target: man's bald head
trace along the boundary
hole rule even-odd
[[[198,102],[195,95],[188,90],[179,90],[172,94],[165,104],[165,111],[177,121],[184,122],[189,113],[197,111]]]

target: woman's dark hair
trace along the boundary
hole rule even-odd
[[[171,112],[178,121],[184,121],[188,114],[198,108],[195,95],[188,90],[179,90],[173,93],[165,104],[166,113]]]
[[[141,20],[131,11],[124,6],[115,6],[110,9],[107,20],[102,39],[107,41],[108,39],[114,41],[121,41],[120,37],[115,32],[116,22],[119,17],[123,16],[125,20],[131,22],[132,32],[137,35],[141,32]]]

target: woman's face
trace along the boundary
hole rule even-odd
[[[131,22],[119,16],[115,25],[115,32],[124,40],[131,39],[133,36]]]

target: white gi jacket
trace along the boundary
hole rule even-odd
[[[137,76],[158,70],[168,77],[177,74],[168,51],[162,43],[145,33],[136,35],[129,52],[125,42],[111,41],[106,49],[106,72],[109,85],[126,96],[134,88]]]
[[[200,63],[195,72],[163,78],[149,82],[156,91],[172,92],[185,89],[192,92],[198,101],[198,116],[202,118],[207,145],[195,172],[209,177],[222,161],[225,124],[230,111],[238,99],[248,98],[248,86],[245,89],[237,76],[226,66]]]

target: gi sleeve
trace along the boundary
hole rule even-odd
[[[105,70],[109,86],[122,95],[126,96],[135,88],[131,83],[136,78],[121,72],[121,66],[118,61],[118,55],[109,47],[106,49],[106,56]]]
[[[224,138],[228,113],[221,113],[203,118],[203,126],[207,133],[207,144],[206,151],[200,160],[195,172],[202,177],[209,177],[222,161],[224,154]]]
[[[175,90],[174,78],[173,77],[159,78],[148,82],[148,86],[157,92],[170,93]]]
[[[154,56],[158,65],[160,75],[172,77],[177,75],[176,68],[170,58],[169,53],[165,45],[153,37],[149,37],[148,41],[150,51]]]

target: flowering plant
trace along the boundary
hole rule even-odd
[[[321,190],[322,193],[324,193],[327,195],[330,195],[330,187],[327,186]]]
□ □ □
* **Objective**
Reproduce the records from the line containing "target: flowering plant" through the end of the records, both lines included, offsetting every coordinate in the answers by adding 49 to it.

* **Answer for the task**
target: flowering plant
trace along the boundary
hole rule even-odd
[[[370,239],[371,242],[373,242],[376,244],[379,244],[379,236],[376,235]]]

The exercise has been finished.